> Provided records:
§ §

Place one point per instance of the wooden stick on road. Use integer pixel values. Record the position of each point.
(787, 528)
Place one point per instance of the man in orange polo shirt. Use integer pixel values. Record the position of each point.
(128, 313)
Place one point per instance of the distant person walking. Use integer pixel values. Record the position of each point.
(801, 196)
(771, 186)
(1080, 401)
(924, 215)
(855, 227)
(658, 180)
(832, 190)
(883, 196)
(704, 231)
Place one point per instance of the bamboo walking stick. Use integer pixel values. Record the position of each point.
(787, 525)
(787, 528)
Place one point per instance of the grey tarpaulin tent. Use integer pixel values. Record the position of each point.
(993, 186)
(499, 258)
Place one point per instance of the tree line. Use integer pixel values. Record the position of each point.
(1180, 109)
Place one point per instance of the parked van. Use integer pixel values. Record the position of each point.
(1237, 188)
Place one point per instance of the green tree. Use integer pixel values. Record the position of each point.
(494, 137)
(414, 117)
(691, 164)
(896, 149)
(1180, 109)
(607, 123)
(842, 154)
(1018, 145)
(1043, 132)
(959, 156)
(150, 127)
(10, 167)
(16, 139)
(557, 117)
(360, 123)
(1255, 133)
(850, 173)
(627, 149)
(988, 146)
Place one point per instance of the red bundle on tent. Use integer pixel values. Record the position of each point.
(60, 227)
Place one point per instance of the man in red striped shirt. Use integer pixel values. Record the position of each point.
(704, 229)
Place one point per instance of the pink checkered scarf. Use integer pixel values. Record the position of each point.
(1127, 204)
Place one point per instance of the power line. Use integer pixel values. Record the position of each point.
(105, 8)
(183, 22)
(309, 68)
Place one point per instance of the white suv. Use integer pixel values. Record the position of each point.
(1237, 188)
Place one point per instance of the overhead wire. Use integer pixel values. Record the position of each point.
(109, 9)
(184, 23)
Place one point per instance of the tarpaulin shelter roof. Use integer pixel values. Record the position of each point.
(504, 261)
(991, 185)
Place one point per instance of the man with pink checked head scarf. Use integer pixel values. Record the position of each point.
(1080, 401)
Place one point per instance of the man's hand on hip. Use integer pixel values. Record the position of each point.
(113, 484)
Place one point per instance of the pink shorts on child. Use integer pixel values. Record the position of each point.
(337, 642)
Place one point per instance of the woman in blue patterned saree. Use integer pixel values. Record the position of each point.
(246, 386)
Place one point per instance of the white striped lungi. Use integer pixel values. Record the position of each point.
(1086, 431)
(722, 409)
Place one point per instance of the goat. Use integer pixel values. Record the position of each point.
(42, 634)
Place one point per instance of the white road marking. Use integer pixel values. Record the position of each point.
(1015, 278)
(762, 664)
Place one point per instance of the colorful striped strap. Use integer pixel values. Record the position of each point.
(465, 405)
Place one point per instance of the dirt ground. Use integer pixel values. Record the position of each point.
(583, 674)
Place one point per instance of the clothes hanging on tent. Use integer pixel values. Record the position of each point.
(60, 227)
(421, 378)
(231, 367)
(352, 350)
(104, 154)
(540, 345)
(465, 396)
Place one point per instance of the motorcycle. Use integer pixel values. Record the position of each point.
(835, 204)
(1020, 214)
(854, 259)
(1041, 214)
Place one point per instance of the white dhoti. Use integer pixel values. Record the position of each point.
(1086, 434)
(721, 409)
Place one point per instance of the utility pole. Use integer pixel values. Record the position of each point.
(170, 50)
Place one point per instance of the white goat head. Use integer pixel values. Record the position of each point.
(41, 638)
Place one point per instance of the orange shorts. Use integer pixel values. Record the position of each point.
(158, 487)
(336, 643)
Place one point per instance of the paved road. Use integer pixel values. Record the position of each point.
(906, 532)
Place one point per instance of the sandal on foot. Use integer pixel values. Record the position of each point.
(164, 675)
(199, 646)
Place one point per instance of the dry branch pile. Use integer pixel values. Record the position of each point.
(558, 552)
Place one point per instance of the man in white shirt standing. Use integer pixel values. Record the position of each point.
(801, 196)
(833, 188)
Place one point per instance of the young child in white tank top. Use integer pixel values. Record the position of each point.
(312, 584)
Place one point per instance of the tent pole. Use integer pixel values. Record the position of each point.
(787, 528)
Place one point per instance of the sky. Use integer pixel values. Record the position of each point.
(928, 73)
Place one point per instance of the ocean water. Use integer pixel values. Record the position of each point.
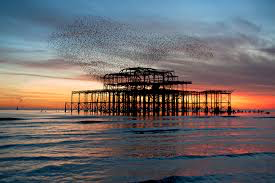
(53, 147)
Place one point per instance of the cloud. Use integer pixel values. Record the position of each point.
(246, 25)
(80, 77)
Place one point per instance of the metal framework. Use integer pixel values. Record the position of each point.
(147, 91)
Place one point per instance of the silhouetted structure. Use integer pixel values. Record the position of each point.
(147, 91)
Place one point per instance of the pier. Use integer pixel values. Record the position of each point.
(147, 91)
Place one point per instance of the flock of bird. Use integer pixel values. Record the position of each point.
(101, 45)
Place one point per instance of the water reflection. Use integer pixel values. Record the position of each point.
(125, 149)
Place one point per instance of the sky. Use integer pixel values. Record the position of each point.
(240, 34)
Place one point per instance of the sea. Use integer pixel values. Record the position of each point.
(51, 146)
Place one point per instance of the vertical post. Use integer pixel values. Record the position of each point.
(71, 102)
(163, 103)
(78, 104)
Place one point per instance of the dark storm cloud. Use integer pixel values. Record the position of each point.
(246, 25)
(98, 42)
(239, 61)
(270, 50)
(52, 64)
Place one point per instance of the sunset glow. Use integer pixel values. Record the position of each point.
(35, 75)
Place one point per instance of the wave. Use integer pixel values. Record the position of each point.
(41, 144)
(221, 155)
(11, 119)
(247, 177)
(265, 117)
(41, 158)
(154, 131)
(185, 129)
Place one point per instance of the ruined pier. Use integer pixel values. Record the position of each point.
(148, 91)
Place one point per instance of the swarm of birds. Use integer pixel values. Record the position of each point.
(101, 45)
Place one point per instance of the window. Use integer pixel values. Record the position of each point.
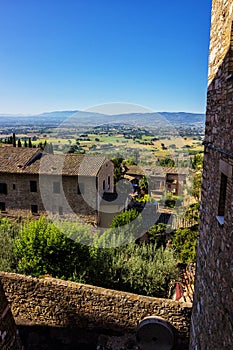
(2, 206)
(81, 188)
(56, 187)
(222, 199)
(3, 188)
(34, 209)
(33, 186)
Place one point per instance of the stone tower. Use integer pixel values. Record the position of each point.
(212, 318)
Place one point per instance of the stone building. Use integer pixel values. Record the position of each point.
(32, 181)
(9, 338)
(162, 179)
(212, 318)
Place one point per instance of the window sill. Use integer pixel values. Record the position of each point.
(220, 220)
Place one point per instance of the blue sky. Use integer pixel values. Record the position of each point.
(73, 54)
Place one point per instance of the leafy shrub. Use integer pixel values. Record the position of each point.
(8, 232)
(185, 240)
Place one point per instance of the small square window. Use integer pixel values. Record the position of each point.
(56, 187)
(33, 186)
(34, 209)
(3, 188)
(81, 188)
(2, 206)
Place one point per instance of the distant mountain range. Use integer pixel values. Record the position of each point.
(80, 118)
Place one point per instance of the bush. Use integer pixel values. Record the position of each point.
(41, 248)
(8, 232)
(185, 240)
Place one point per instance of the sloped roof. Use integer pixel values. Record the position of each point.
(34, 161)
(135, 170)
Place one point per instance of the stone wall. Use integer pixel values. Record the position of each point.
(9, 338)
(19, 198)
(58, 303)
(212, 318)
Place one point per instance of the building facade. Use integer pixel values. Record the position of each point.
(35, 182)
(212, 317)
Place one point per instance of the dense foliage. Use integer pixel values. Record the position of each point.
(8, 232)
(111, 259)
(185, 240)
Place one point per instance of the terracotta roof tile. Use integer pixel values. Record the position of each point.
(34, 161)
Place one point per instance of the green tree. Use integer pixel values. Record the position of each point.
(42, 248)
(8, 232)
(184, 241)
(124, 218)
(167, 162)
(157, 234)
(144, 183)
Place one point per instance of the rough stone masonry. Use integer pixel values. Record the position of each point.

§ §

> Aim of the exercise: Return all of the records above exactly as written. Omit each picture.

> Task output:
Place one point per instance of the wooden stick on road. Use integer pixel values. Record the position of each point.
(787, 528)
Place one point per instance of the man in orange polo shirt. Use integer pixel values. Record the position of each point.
(128, 313)
Place one point per instance of the distant person walking. Use integer pixel values. Record the position of each point.
(801, 196)
(771, 186)
(1080, 401)
(924, 215)
(855, 227)
(658, 180)
(832, 190)
(883, 196)
(704, 231)
Place one point per instance of the bamboo walking stick. Use integer pixel values. Record the position of each point.
(787, 525)
(787, 528)
Place one point per instance of the grey tarpaulin tent. Use integer pixel values. Record the position of each point.
(993, 186)
(499, 258)
Place one point per instance of the tree line. Use integer pixel values. Record the position of each point.
(1180, 109)
Place one point per instance of the parked van. Use integer pixel values. Record the position of each point.
(1237, 188)
Place one point per instance of the green tree. Use integer pixel values. Record the position of each point.
(494, 137)
(414, 117)
(691, 164)
(896, 149)
(1180, 109)
(607, 123)
(842, 154)
(1018, 145)
(1043, 132)
(959, 156)
(150, 127)
(10, 167)
(16, 139)
(557, 117)
(360, 123)
(1255, 133)
(850, 173)
(627, 149)
(988, 146)
Place one point per instance of the red bundle on tent. Use integer pixel values. Record the position of each point.
(60, 227)
Place one point per instance of the man in red striped shirt. Use integer pixel values. Record the position of each point.
(704, 229)
Place one point per instance of the pink checkered scarf. Use integer pixel values. Record the position of each point.
(1127, 204)
Place one point per instance of the power line. Use integer pixel values. Record the position of each point.
(105, 8)
(183, 22)
(309, 68)
Place one point per instance of the white suv. Use integer pixel values. Record the position of each point.
(1237, 188)
Place one point per instance of the overhead wire. Use integer pixel values. Record the position of each point.
(109, 9)
(184, 23)
Place one point per instance of the tarpaulin shelter roof. Use integer pixel values. Record the position of each point.
(504, 261)
(991, 185)
Place one point per instance of the man with pink checked head scarf. Use integer pixel values. Record the position of each point.
(1080, 401)
Place one point per instance of the man's hand on hip. Use integer pixel values. Record the position of each point.
(113, 484)
Place one point per instance of the pink shorts on child. Use integer pixel values. Record the position of each point.
(337, 642)
Place one point per instance of the woman in blue patterned saree. Use integer pixel values. Record the position of each point.
(246, 386)
Place one point per instance of the white striped lungi. Use integer pixel values. Record the position of each point.
(1086, 431)
(722, 409)
Place one point per instance of the goat. Use integer pixel values. Record the position of each point.
(42, 634)
Place one point per instance of the white road marking. Use integer pixel values. Record the position of each point.
(1015, 278)
(762, 664)
Place one point per instance of the colorful striped strap. Use integer pixel values. Record the position of each point.
(465, 405)
Place one point per instance of the dirt ground. Use integer pixel values. Record the position of each point.
(583, 674)
Place one point per instance of the clothes hanging on tent. Use integer pixel values. Record the position of each point.
(60, 227)
(421, 378)
(231, 367)
(352, 350)
(104, 154)
(540, 345)
(465, 396)
Place one point per instance of the motorcycle. Use integer pixel values. Record the position of each point.
(835, 204)
(1020, 214)
(854, 259)
(1041, 214)
Place one point per instance of the white dhoti. Use integer pixel values. Record the position of each point.
(1086, 434)
(721, 409)
Place one point per instance of the utility pole. Use integer pixel values. Record the position of each point.
(170, 50)
Place one point per instance of the white goat head. Use integer pixel values. Record the position of each point.
(41, 638)
Place one point per instance of the orange shorts. Use integer pixel values. Record the position of each point.
(158, 487)
(336, 643)
Place one point per instance of the paved road. Use integer pixel values. Record the position of each point.
(906, 532)
Place one point per instance of the sandal on foot. Use integer pixel values. Record the position of each point.
(164, 675)
(199, 646)
Place one point per instance of the dry branch pile. Use integer pixel values. Record the position of each point.
(558, 552)
Place one point per instance of the man in white shirt standing. Use integer pixel values. Record the position of each point.
(801, 196)
(833, 188)
Place one point per instance of the young child in white tank top. Use integer pixel values. Record the position of each point.
(312, 584)
Place one point per instance of the tent pole. Use integer pixel values. Record the position of each point.
(787, 528)
Place one point per instance of the sky. Use integer pixel values. Record the position of each point.
(928, 73)
Place one point per instance of the ocean water. Use integer pixel values. Record the position of each point.
(53, 147)
Place one point per instance of the cloud. Use integer pixel values. Record the position of each point.
(246, 25)
(80, 77)
Place one point per instance of the metal framework. Use integer pixel values. Record the position of each point.
(147, 91)
Place one point per instance of the silhouetted structure. Use integer pixel values. Record the position of each point.
(147, 91)
Place one point per instance of the pier. Use integer pixel values. Record the position of each point.
(147, 91)
Place one point per instance of the flock of bird. Use integer pixel values. Record the position of each point.
(101, 45)
Place one point per instance of the water reflection. Use integer pixel values. Record the position of each point.
(125, 149)
Place one point per instance of the sky. Use integer pixel values. Record the position of each point.
(240, 34)
Place one point per instance of the sea. Use integer pixel values. Record the position of each point.
(51, 146)
Place one point per instance of the vertical post. Use integer pixel values. Record the position of each point.
(71, 102)
(163, 103)
(78, 104)
Place one point per instance of the dark storm cloud. Use integer pixel values. Record the position of each point.
(246, 25)
(98, 42)
(239, 61)
(270, 50)
(52, 64)
Place one point per instance of the sunset glow. Use integer pixel values. Record the position of each point.
(35, 75)
Place one point per instance of the wave. Use integer pixel values. Record the position of each point.
(41, 144)
(221, 155)
(11, 119)
(247, 177)
(265, 117)
(41, 158)
(154, 131)
(185, 129)
Place one point per instance of the ruined pier. Use integer pixel values. Record the position of each point.
(148, 91)
Place one point per instance of the swarm of birds. Use integer pixel values. Record the position of each point.
(101, 45)
Place one point per instance of the window. Use integer pixel values. Record the position of each point.
(2, 206)
(81, 188)
(56, 187)
(222, 199)
(3, 188)
(34, 209)
(33, 186)
Place one point per instance of the stone tower. Use integer pixel values. Record the position of each point.
(212, 318)
Place one point per instance of the stone building. Use integer pixel values. Record the position of each point.
(32, 181)
(9, 338)
(162, 179)
(212, 318)
Place one point per instance of the window sill. Use integer pixel values. Record the position of each point.
(220, 220)
Place one point per instance of the blue sky. Use integer pixel values. Record the position of each point.
(73, 54)
Place one point per instance of the leafy shrub. Use integer pixel values. Record the position of each point.
(8, 232)
(185, 240)
Place one point per instance of the small square window. Use integer pixel values. Record the position of each point.
(56, 187)
(33, 186)
(34, 209)
(3, 188)
(81, 188)
(2, 206)
Place one point per instance of the distant mountain range. Use integer pixel values. Record the position of each point.
(80, 118)
Place one point per instance of the bush. Use integer pixel values. Record the position of each point.
(41, 248)
(8, 232)
(185, 240)
Place one point per instance of the sloped roof. Use integer pixel values. Record the position of each point.
(34, 161)
(135, 170)
Place one point per instance of the stone wall. Use integer pixel values. Record the position of each point.
(9, 338)
(19, 198)
(58, 303)
(212, 318)
Place one point per instance of the building facade. Use integer pixel values. Record the position of each point.
(35, 182)
(212, 317)
Place one point per instance of the dense foliage. Use integer pixel values. Record the position of each point.
(8, 232)
(111, 259)
(185, 240)
Place one point per instance of the terracotta roof tile. Use integer pixel values. Record the position of each point.
(34, 161)
Place one point per instance of the green tree. Use integer pixel values. Record the position of each point.
(42, 248)
(8, 232)
(184, 241)
(124, 218)
(167, 162)
(157, 234)
(144, 183)
Place one point per instance of the rough stone masonry. Use integer pixel values. Record the position of each point.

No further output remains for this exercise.